» **The problem**
From the entries that follow, pick out all lines holding "form".

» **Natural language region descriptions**
● ● ● ● ●

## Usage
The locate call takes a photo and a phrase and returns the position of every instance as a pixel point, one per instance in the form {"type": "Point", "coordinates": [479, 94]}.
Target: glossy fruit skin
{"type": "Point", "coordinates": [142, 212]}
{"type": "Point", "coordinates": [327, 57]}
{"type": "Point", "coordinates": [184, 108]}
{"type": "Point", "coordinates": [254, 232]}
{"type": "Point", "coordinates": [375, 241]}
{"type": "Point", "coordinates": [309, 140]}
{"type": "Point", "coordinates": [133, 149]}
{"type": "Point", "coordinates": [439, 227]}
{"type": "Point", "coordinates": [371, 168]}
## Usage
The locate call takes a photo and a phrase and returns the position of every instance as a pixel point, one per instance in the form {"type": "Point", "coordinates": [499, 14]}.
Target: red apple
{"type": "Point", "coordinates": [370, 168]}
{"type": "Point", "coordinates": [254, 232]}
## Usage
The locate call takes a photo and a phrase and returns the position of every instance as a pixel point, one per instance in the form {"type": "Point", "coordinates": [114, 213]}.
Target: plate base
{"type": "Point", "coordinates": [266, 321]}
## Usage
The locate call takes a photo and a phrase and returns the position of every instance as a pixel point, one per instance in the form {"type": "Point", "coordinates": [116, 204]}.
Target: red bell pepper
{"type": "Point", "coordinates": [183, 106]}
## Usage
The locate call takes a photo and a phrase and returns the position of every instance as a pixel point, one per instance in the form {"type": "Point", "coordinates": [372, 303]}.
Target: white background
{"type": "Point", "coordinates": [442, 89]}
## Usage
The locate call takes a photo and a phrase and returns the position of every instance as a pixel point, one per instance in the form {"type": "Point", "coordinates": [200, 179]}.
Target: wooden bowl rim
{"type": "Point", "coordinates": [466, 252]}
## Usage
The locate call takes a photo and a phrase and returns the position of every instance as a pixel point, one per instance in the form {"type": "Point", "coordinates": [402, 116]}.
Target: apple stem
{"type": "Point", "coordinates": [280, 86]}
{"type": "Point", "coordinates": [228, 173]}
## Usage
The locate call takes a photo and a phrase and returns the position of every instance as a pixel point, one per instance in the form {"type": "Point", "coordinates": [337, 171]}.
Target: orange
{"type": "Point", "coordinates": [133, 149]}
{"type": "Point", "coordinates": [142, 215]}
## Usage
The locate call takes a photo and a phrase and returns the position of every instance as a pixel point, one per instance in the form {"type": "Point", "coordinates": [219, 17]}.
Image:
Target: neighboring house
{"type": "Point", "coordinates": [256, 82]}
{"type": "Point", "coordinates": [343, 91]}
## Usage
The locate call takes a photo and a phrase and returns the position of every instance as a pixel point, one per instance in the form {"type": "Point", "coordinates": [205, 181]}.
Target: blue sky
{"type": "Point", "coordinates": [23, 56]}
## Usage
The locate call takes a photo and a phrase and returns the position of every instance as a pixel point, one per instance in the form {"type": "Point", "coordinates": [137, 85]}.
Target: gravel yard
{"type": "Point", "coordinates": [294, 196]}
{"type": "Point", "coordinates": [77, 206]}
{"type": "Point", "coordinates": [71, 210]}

● ● ● ● ●

» **Solved exercise**
The locate call takes a photo and a phrase and returns the position of every instance as a pixel point, one per instance in the form {"type": "Point", "coordinates": [479, 94]}.
The locate call takes a photo and a phrase and returns the position of every instance as a pixel point, one per instance in the form {"type": "Point", "coordinates": [499, 14]}.
The locate call takes a photo and a phrase and returns the position of every instance as a pixel point, one per instance in the form {"type": "Point", "coordinates": [114, 213]}.
The locate call takes a photo and a phrase and returns the position of every instance as a pixel point, one per instance in the form {"type": "Point", "coordinates": [116, 204]}.
The locate call takes a photo and a phrase and returns the position of every instance as a pixel point, one per instance in the form {"type": "Point", "coordinates": [372, 303]}.
The locate call takes a photo and a phrase and returns the position of every instance as a pixel point, one per instance in the form {"type": "Point", "coordinates": [200, 179]}.
The locate call takes a photo and a phrase and returns the position of every instance as a pixel point, one per instance in the form {"type": "Point", "coordinates": [402, 116]}.
The locate call takes a photo and a phrase and returns the position of every instance as a pixel point, one per instance in the form {"type": "Point", "coordinates": [337, 171]}.
The locate call takes a photo and a phrase and returns the position of every instance as a pixel point, one per instance in the form {"type": "Point", "coordinates": [219, 17]}.
The locate call takes a photo and a phrase and returns the position of every instance as a pixel point, one per instance in the form {"type": "Point", "coordinates": [205, 181]}.
The locate call takes a photo and a phrase and returns the position of every instance as a pixel point, one per instance in the form {"type": "Point", "coordinates": [137, 85]}.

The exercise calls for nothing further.